• [What to work on]
I'd like the records transcribed exactly, leaving the images out.

[Referring expression pointing data]
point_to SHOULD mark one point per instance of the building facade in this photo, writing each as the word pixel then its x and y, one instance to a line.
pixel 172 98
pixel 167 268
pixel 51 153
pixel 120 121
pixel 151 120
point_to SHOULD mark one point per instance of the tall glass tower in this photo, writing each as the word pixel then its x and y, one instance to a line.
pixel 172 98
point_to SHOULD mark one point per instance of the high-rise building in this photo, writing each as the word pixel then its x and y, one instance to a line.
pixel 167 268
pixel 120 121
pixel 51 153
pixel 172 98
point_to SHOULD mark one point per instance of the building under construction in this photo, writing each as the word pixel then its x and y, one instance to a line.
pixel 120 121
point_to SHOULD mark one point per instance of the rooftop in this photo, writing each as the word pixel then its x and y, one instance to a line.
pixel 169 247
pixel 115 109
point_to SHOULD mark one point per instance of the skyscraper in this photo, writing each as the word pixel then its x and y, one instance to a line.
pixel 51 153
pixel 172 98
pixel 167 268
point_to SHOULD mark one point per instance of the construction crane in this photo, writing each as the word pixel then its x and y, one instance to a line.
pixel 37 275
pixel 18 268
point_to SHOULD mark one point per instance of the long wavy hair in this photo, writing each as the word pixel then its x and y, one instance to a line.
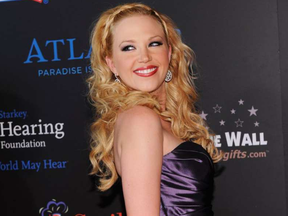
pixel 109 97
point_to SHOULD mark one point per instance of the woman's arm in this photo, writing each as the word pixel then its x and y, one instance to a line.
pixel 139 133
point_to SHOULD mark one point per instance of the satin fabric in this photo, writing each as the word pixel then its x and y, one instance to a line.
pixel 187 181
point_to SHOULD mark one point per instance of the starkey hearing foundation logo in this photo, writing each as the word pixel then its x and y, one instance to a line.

• [The answer]
point_to SHOULD mark one point per instance of the building facade in this photo, writing each as the word pixel then its x and y, one instance to a line.
pixel 172 98
pixel 167 268
pixel 51 153
pixel 120 121
pixel 151 120
point_to SHOULD mark one point per instance of the tall glass tower in this photo, writing each as the word pixel then its x and y, one instance to a line.
pixel 172 98
point_to SHOULD mark one point per instance of the high-rise building in this photo, writing each as the word pixel then its x and y, one instance to a line.
pixel 167 268
pixel 120 121
pixel 51 153
pixel 172 98
point_to SHOULD mark one point per instance of the building under construction in this photo, writing each as the word pixel then its x and y, one instance to a line.
pixel 120 121
point_to SHOULD mark one point per instance of the rooftop in this photo, writing each as the word pixel then its x and y, one instance to a line.
pixel 169 247
pixel 115 109
point_to SHOULD mark one point per instance of the skyscraper in this photo, writing each as the word pixel then its x and y, one instance to a line.
pixel 51 153
pixel 172 98
pixel 167 268
point_to SHOULD mark one point per instance of the construction crane in this photo, writing each as the word pixel then its x and y, one instance to a line.
pixel 37 275
pixel 18 268
point_to SHOULD mark one point per instance of the long wavy hair in this photo, writing each as the word pixel then its x and y, one instance to a line.
pixel 109 97
point_to SHOULD mark one point per instance of the woman's arm in this photo, writing each as the word pixel then its x and y, one instance to a line.
pixel 139 133
point_to SHOULD mark one point per instance of the satin fabric in this photo, writing each as the word pixel then its x and y, one instance to a line.
pixel 187 181
point_to SHOULD mark one point per instance of the starkey hearing foundation logo in this photo, writing each as the word pixel then its x and y, one instance to a line.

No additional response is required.